Data for review:
::::::

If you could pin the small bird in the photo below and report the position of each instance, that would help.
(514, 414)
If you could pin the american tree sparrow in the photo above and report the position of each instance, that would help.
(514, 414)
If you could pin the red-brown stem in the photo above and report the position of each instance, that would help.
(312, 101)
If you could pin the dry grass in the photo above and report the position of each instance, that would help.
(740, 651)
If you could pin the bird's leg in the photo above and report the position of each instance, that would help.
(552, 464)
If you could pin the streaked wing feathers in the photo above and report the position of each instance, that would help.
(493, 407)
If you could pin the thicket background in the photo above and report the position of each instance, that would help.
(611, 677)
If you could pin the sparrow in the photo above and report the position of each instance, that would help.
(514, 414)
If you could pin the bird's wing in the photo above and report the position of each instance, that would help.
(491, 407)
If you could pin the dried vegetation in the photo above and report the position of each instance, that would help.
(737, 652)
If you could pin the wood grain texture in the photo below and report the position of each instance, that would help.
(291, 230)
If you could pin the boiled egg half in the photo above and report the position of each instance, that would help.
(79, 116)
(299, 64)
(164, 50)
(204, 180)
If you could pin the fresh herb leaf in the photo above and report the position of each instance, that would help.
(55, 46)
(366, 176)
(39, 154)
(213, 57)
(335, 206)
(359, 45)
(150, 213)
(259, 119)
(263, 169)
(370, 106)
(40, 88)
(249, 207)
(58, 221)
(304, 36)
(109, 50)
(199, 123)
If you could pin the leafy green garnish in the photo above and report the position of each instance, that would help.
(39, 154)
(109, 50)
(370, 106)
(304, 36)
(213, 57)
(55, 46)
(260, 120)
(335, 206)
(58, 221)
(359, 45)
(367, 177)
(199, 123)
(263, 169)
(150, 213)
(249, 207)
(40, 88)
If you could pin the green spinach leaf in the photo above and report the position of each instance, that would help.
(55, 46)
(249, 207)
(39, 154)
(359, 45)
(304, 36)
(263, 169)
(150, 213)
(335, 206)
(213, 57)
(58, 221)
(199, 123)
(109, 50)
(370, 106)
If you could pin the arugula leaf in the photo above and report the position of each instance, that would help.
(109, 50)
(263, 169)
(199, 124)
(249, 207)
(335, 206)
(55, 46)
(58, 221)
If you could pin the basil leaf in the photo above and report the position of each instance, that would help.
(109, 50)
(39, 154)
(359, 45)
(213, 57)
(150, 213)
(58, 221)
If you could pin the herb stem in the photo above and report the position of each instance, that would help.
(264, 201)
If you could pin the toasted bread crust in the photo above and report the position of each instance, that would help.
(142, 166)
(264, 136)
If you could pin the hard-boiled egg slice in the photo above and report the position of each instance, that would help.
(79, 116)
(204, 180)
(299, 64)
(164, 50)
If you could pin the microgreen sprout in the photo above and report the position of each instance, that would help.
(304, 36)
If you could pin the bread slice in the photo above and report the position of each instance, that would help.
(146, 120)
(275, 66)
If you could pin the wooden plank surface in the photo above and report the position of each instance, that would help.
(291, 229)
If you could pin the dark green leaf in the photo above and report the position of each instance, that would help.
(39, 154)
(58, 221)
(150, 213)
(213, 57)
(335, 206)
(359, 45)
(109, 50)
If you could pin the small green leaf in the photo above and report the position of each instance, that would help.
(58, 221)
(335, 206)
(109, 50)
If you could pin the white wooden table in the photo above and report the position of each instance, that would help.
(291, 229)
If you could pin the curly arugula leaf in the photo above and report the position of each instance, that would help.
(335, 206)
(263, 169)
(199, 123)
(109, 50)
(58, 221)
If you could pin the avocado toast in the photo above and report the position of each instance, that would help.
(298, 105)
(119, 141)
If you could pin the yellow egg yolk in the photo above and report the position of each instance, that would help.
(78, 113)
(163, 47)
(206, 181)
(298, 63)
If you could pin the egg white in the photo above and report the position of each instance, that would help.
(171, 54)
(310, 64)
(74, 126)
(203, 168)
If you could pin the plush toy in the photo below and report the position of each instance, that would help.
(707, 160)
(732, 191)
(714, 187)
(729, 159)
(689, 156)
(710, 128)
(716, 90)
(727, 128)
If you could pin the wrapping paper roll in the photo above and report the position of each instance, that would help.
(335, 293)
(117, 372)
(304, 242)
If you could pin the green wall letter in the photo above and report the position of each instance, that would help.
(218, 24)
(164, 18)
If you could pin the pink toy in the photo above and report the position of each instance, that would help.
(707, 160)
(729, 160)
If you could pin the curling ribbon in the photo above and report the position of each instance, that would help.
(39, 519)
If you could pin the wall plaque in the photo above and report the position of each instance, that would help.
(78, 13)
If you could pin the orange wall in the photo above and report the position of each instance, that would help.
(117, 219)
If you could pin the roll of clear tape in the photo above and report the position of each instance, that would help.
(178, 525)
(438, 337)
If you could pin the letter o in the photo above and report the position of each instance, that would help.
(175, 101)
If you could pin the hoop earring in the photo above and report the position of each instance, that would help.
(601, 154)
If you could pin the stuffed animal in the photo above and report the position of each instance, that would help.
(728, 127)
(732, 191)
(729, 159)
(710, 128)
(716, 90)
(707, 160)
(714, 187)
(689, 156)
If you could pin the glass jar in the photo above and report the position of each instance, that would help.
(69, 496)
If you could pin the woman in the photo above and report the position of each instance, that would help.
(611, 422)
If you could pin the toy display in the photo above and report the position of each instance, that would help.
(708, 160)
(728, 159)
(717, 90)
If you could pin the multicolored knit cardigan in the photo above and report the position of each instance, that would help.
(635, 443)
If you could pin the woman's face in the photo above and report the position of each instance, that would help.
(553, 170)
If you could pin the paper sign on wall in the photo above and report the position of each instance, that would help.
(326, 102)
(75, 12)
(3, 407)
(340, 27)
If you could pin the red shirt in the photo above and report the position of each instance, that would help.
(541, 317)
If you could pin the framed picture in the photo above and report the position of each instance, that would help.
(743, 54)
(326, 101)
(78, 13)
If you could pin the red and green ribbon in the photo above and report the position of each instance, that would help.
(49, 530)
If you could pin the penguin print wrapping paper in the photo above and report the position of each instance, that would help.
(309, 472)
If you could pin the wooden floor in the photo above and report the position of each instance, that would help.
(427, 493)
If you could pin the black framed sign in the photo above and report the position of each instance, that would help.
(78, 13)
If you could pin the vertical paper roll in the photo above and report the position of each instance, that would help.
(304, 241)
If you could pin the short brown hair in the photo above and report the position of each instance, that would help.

::::::

Exercise objective: All of the material above should be repeated word for word.

Exercise result:
If you could pin the small bird in the photo below and report the position of each instance, that would help.
(514, 414)
If you could pin the american tree sparrow in the photo above and report the position of each instance, that would help.
(514, 414)
If you could pin the red-brown stem in the photo above and report the position of each instance, that would help.
(312, 101)
If you could pin the dry grass in the photo above and report the position of each instance, that would help.
(740, 651)
If you could pin the bird's leg in the photo above and report the position of each instance, that would help.
(552, 464)
If you could pin the streaked wing feathers in the photo above and report the position of each instance, that would help.
(493, 407)
If you could pin the thicket background in the photo above and report the position of each instance, that would help.
(611, 677)
If you could pin the sparrow in the photo above and report the position of each instance, that would help.
(514, 414)
If you could pin the bird's wing in the photo above and report the position of each instance, that would help.
(491, 407)
If you could pin the dried vegetation in the photo above and report the position of each instance, that would help.
(737, 652)
If you could pin the wood grain texture in the photo below and report the position of each instance, that would help.
(291, 230)
If you could pin the boiled egg half in the photo above and report the position of each instance, that would help.
(79, 116)
(299, 64)
(164, 50)
(204, 180)
If you could pin the fresh herb leaf in the photo above and report the position of each instance, that would help.
(55, 46)
(366, 176)
(39, 154)
(213, 57)
(335, 206)
(359, 45)
(150, 213)
(259, 119)
(263, 169)
(370, 106)
(40, 88)
(249, 207)
(58, 221)
(304, 36)
(109, 50)
(199, 123)
If you could pin the leafy green garnish in the photo above and report the position of each instance, that would help.
(39, 154)
(109, 50)
(370, 106)
(304, 36)
(213, 57)
(55, 46)
(260, 120)
(335, 206)
(58, 221)
(359, 45)
(367, 177)
(199, 123)
(263, 169)
(150, 213)
(249, 207)
(40, 88)
If you could pin the green spinach leaf in the photo above and report the position of each instance, that would help.
(55, 46)
(249, 207)
(39, 154)
(359, 45)
(304, 36)
(263, 169)
(150, 213)
(335, 206)
(213, 57)
(58, 221)
(199, 123)
(109, 50)
(370, 106)
If you could pin the arugula leaf in the photo above and report the position of each instance, that would help.
(109, 50)
(263, 169)
(199, 124)
(249, 207)
(335, 206)
(55, 46)
(58, 221)
If you could pin the basil leaf in the photo above and report the position of each instance, that would help.
(109, 50)
(39, 154)
(359, 45)
(213, 57)
(150, 213)
(58, 221)
If you could pin the herb stem in the photo above and report the position of each instance, that would help.
(264, 201)
If you could pin the toasted bread crust in the photo above and report the position of each instance, that would help.
(142, 166)
(264, 136)
If you could pin the hard-boiled egg slice in the photo above and report the position of each instance, that would help.
(79, 116)
(204, 180)
(299, 64)
(164, 50)
If you could pin the microgreen sprout in the photo above and report the position of each instance, that would help.
(304, 36)
If you could pin the bread slice in the photo above and report the position of each instance, that would help.
(146, 120)
(275, 66)
If you could pin the wooden plank surface in the photo above and report the position of each instance, that would help.
(291, 229)
If you could pin the dark green leaf in the photo above and report the position of each instance, that would help.
(39, 154)
(58, 221)
(150, 213)
(213, 57)
(335, 206)
(359, 45)
(109, 50)
If you could pin the small green leaf in the photo above and report the position of each instance, that would help.
(58, 221)
(335, 206)
(109, 50)
If you could pin the white wooden table in the photo above and report the position of each instance, that would help.
(291, 229)
If you could pin the curly arugula leaf in the photo above and report the position of each instance, that would help.
(335, 206)
(263, 169)
(199, 123)
(109, 50)
(58, 221)
If you could pin the avocado toast in the photo above and report the position of each instance, that would help.
(298, 105)
(119, 141)
If you could pin the yellow egg yolk in the photo above and report the position of each instance, that would help.
(78, 113)
(163, 47)
(206, 181)
(298, 63)
If you could pin the egg white in the photo above and report the position of each instance, that would help.
(171, 54)
(310, 64)
(74, 126)
(203, 168)
If you could pin the plush toy in the photo below and report the position of each instance, that would help.
(707, 160)
(732, 191)
(714, 187)
(729, 159)
(689, 156)
(710, 128)
(716, 90)
(727, 128)
If you could pin the wrapping paper roll in the photo above and report the position of each instance, that would help.
(335, 293)
(117, 372)
(304, 242)
If you could pin the green wall letter in the photo above and report the position of each instance, that would help.
(218, 24)
(164, 18)
If you could pin the pink toy in the photo above and report the position of each instance, that would help.
(707, 160)
(729, 160)
If you could pin the curling ribbon in the photo above and report the position of each instance, that would help.
(39, 519)
If you could pin the wall plaque in the photo above and report the position of each instance, that would help.
(78, 13)
If you could pin the orange wall in the photo above and report the position of each instance, that would help.
(117, 219)
If you could pin the roll of clear tape in the photo above and report the position of each instance, that would help.
(178, 525)
(438, 337)
If you could pin the letter o in the photo above and report the position of each instance, that would help.
(175, 101)
If you could pin the hoop earring in the photo above and report the position of each instance, that would help.
(601, 154)
If you could pin the stuffed animal in the photo above and report the position of each instance, that would help.
(728, 127)
(732, 191)
(729, 159)
(710, 128)
(716, 90)
(707, 160)
(714, 187)
(689, 156)
If you could pin the glass jar in the photo above and report the position of each instance, that would help.
(69, 496)
If you could pin the woman in the photo above and report the position of each instance, that would help.
(611, 422)
If you could pin the toy display in the photo above and report the position of each instance, that would help.
(708, 160)
(728, 159)
(717, 90)
If you could pin the multicolored knit cardigan in the photo above and report the position of each instance, that would help.
(635, 443)
If you could pin the woman's face in the photo above and report the position of each instance, that would help.
(553, 170)
If you could pin the paper sign on wall in the photo above and report the position of each instance, that would help.
(326, 102)
(75, 12)
(3, 407)
(340, 27)
If you could pin the red shirt in the photo above and report the position of each instance, that would help.
(541, 317)
If you could pin the framed picture in the photo above and report the position of each instance, that would help.
(743, 54)
(326, 101)
(78, 13)
If you could pin the red and green ribbon in the photo above and report the position of each instance, that would help.
(49, 530)
If you could pin the penguin print wrapping paper in the photo above and report the position of each instance, that would help.
(309, 472)
If you could pin the wooden floor in the photo above and report the position of each instance, that would help.
(427, 493)
If you could pin the black framed sign in the photo above and report the position of each instance, that would help.
(78, 13)
If you could pin the vertical paper roll in the photo above and report the position of each instance, that would help.
(304, 241)
If you could pin the short brown hair in the photo above and report the position of each instance, that would help.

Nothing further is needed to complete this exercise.